(CHALLENGE): Can you reproduce the data beneath, keeping every line exact?

___ MATERIAL SUPPLIED ___

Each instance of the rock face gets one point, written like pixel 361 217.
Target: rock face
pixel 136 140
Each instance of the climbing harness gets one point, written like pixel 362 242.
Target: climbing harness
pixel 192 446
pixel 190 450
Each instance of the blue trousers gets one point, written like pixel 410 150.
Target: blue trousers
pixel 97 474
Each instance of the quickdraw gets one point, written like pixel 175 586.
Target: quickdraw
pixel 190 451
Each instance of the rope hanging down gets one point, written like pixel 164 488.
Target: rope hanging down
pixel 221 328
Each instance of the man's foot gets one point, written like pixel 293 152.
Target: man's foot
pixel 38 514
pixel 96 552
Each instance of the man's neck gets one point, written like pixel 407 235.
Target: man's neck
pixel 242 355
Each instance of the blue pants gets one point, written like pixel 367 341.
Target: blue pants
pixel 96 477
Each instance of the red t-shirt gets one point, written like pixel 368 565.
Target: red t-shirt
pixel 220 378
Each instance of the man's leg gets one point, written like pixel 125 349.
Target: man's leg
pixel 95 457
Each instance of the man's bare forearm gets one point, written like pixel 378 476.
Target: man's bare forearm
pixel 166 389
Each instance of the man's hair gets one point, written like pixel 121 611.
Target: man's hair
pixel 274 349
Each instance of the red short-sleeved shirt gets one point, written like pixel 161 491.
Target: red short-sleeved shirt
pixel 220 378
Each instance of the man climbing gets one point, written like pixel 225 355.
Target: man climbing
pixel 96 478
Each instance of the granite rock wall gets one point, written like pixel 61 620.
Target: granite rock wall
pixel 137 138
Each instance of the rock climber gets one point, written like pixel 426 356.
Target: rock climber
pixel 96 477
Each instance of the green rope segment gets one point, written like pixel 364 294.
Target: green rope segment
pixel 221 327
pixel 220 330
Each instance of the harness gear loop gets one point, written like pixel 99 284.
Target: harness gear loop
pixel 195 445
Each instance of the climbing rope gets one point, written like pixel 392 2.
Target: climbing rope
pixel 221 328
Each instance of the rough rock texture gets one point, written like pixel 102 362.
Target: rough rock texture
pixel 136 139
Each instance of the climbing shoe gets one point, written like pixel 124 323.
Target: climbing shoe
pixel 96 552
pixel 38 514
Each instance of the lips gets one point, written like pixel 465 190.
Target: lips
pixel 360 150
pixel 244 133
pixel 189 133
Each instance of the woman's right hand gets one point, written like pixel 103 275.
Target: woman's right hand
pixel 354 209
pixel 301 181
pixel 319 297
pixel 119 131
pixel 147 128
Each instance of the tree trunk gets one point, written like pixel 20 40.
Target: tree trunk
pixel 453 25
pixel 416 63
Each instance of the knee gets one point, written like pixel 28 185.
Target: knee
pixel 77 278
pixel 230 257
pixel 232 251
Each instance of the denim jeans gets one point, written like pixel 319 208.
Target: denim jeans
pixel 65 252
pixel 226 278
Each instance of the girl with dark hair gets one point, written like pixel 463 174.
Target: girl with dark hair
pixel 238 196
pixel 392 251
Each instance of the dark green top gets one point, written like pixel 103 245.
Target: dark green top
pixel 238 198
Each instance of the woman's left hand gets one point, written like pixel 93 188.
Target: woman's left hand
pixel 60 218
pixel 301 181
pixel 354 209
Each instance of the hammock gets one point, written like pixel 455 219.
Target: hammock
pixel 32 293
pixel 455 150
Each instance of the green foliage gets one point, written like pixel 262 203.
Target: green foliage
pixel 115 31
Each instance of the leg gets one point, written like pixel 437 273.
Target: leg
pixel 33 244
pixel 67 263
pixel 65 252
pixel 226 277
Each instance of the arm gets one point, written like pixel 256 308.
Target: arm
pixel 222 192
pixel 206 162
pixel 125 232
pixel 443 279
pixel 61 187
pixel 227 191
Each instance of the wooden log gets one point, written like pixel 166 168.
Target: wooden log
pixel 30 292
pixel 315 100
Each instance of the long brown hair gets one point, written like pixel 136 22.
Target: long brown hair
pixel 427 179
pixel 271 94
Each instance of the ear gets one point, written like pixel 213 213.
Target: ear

___

(FINISHED TASK):
Each instance of the rock face gets one point, written like pixel 361 217.
Target: rock face
pixel 136 140
Each instance of the climbing harness gets one point, written like pixel 362 242.
Target: climbing harness
pixel 192 446
pixel 190 450
Each instance of the blue trousers gets one point, written like pixel 410 150.
Target: blue trousers
pixel 97 474
Each instance of the quickdraw gets one point, written like pixel 175 586.
Target: quickdraw
pixel 190 451
Each instance of the rope hanging down gets one point, written like pixel 164 488.
Target: rope hanging down
pixel 221 328
Each instance of the man's foot gets one point, written like pixel 293 152.
Target: man's foot
pixel 38 514
pixel 96 552
Each instance of the man's neck gets one point, written like pixel 407 235.
Target: man's neck
pixel 242 355
Each instance of the blue pants gets one point, written like pixel 367 341.
Target: blue pants
pixel 96 477
Each instance of the red t-shirt gets one point, written like pixel 368 565.
Target: red t-shirt
pixel 220 378
Each instance of the man's leg gets one point, written like pixel 125 349.
Target: man's leg
pixel 95 457
Each instance of the man's bare forearm gets one point, written like pixel 378 476.
Target: man's bare forearm
pixel 166 389
Each instance of the man's hair gets one point, written like pixel 121 611.
Target: man's hair
pixel 274 349
Each instance of the red short-sleeved shirt gets one point, written like pixel 161 491.
Target: red short-sleeved shirt
pixel 220 378
Each instance of the man climbing gets one point, written like pixel 225 355.
Target: man climbing
pixel 96 478
Each instance of the granite rock wall gets one point, written like pixel 61 620.
Target: granite rock wall
pixel 137 138
Each instance of the rock climber gets one point, written like pixel 426 356.
Target: rock climber
pixel 96 477
Each instance of the green rope segment gets one point, written like pixel 364 294.
Target: green rope segment
pixel 221 327
pixel 220 330
Each instance of the harness gear loop gets one point, written like pixel 99 284.
Target: harness gear loop
pixel 195 445
Each instance of the climbing rope gets one point, written like pixel 392 2.
Target: climbing rope
pixel 221 328
Each instance of the rough rock texture gets one point, written like pixel 102 362.
Target: rough rock texture
pixel 136 139
Each instance of the climbing shoe gets one point, written like pixel 124 323.
Target: climbing shoe
pixel 96 552
pixel 38 514
Each instance of the lips gets one point, written like pixel 465 190.
Target: lips
pixel 360 150
pixel 244 133
pixel 189 133
Each instance of the woman's right hand gets one point, written like pixel 103 275.
Target: woman's right hand
pixel 354 209
pixel 301 181
pixel 319 297
pixel 119 131
pixel 147 128
Each instance of the tree trunk gets one point, written like pixel 20 40.
Target: tree trunk
pixel 453 25
pixel 416 63
Each instance of the knee gets one point, written like pixel 28 185.
Target: knee
pixel 77 278
pixel 230 257
pixel 232 251
Each instance of the denim jeans gets one point, written like pixel 319 208.
Target: denim jeans
pixel 65 252
pixel 226 278
Each instance of the girl with dark hair gets one point, written like pixel 463 174.
Target: girl with dark hair
pixel 238 196
pixel 392 251
Each instance of the dark green top gets one point, written like pixel 103 245.
Target: dark green top
pixel 238 198
Each instance of the woman's left hand gets one point, written like pixel 93 188.
Target: woman's left hand
pixel 60 218
pixel 301 181
pixel 354 209
Each instance of the hammock gets one point, written like pixel 455 219.
Target: hammock
pixel 32 293
pixel 455 150
Each instance of the green foliage gets one point, written like pixel 262 203.
Target: green foliage
pixel 115 31
Each instance of the leg gets one point, written like pixel 437 273.
Target: leg
pixel 33 244
pixel 67 263
pixel 65 252
pixel 226 277
Each instance of the arm gets one point, written like pixel 256 308.
Target: arm
pixel 222 192
pixel 206 162
pixel 125 232
pixel 443 279
pixel 61 187
pixel 227 191
Each instance of the wooden log gets one point, written like pixel 166 168.
Target: wooden log
pixel 30 292
pixel 315 100
Each instance of the long brown hair gets one point, written like pixel 136 22.
Target: long brown hair
pixel 427 179
pixel 271 94
Each instance of the ear gets one point, written like pixel 213 213.
Target: ear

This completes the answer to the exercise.